* _WHAT TO DO_:
Please reproduce, character for character, the stretch from the start of the records through the line that contains "M49 89L34 34L0".

------------------------------------------------------------

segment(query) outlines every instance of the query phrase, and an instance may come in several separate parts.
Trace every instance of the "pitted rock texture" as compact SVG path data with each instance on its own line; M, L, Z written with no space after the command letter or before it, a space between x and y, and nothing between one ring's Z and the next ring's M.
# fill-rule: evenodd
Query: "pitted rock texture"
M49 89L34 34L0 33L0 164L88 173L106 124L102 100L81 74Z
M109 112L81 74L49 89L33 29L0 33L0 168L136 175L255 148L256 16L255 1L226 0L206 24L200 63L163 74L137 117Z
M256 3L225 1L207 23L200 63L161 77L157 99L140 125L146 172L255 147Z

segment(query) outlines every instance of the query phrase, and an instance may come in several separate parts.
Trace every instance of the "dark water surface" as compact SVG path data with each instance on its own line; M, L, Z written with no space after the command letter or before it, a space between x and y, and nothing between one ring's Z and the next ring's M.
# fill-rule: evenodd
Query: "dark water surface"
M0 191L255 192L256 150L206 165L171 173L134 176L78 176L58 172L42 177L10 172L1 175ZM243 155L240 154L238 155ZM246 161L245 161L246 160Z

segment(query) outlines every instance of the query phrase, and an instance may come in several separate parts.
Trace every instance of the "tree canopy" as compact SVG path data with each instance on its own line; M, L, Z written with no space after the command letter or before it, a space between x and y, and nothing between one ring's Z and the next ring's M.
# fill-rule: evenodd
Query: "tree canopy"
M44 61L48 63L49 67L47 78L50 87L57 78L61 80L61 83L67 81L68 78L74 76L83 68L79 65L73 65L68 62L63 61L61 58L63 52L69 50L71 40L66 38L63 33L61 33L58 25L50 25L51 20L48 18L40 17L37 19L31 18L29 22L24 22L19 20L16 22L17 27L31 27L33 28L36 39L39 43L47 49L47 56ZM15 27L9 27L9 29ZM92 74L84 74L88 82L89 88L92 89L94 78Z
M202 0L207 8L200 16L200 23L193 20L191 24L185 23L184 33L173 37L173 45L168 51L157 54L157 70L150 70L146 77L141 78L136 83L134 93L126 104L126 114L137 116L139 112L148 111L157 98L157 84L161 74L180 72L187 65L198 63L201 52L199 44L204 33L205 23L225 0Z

------------------------------------------------------------

* _ANSWER_:
segment(query) outlines every instance of the query phrase, and an instance may come in several separate parts.
Trace every instance of the "pitted rock texture" as compact SVG path data with each instance on its own line; M, L, Z written with no space after the command letter or before it, a space between x and y, and nothing between one ring's Z and the next ring's M.
# fill-rule: evenodd
Query: "pitted rock texture"
M49 89L34 34L0 33L0 164L88 173L106 124L102 100L81 74Z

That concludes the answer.